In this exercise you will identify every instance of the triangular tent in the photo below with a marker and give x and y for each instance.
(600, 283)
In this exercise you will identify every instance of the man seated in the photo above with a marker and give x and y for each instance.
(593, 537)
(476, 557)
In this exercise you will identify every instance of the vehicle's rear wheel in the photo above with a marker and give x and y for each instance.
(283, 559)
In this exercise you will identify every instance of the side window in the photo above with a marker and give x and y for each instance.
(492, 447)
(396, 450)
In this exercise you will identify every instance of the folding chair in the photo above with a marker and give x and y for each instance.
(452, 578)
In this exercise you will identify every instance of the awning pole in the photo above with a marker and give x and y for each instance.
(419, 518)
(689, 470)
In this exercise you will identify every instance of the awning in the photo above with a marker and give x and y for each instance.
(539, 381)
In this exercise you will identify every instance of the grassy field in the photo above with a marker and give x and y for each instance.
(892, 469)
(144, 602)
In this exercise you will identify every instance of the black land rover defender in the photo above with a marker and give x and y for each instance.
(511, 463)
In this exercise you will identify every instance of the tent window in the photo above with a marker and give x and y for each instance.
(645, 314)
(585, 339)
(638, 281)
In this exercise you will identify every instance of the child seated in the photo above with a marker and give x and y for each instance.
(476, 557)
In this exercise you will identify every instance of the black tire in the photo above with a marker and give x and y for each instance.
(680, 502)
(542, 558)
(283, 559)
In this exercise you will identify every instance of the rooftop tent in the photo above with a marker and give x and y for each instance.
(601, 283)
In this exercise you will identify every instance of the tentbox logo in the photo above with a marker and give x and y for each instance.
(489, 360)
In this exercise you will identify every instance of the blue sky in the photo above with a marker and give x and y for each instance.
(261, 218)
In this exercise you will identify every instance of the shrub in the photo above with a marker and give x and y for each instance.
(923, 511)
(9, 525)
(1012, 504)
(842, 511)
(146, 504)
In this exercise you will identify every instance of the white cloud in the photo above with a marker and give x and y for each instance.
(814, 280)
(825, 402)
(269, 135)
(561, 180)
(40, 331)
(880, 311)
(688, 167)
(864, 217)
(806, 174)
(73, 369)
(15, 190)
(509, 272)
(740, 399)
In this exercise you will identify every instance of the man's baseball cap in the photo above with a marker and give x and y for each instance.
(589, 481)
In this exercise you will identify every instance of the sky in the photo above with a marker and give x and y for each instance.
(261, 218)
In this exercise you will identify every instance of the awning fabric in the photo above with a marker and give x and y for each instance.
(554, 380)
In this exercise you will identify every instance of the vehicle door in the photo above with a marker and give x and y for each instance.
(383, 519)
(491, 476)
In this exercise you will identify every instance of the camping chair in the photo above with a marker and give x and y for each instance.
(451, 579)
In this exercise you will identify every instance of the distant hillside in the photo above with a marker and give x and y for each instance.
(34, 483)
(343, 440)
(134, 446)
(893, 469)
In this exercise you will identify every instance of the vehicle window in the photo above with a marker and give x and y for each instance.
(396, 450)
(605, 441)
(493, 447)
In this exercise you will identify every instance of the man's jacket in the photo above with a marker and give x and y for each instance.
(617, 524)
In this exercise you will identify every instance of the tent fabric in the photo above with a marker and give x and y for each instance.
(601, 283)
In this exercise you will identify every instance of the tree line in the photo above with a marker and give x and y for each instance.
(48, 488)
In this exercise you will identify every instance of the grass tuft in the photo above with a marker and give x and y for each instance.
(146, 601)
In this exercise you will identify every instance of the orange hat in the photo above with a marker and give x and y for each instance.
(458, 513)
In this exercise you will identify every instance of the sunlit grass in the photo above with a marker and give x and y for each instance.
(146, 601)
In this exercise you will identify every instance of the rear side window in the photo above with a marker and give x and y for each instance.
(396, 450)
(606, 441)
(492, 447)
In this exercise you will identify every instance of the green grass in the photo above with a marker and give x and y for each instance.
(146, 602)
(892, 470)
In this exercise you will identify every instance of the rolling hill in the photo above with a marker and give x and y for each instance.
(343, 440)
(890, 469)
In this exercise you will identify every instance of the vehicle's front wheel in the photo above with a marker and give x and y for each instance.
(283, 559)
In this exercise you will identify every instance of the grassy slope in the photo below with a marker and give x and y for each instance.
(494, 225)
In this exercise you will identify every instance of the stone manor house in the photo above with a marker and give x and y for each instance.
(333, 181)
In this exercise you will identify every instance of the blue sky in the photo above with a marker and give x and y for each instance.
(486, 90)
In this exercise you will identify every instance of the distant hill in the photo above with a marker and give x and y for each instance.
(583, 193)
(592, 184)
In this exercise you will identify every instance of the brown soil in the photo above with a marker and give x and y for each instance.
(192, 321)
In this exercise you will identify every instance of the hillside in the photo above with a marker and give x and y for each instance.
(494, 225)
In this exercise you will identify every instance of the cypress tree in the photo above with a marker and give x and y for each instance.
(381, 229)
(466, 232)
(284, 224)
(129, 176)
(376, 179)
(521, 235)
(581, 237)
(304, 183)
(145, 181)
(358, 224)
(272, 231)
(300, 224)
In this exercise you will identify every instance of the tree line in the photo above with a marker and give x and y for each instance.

================================

• Aim of the exercise
Please transcribe exactly the line containing "In this exercise you will identify every instance of the stone" and every line after it through the end of the records, and nothing else.

• Problem solution
In this exercise you will identify every instance of the stone manor house in the photo above with a marker and give x and y for each instance.
(333, 181)
In this exercise you will identify every instance of the blue sky in the photo above with a marker and give x and y for each instance.
(486, 90)
In this exercise you will identify every instance of the distant hill in the photo above with a marker and give x and y for each instance.
(583, 193)
(592, 184)
In this exercise you will identify every instance of the brown soil in the photo above with a marker and give x and y for each instance.
(192, 321)
In this exercise you will identify every instance of the hillside in the photo above with a marker and give x and y for each instance.
(494, 225)
In this exercise you will identify every instance of the cypress tree in the photo above with a marker and give x and y for each instance.
(381, 229)
(466, 232)
(284, 224)
(129, 176)
(376, 179)
(521, 235)
(581, 237)
(304, 183)
(145, 181)
(358, 224)
(272, 231)
(300, 224)
In this exercise you will identify every instance of the tree line in the photo above with a marker and give x and y for each instance.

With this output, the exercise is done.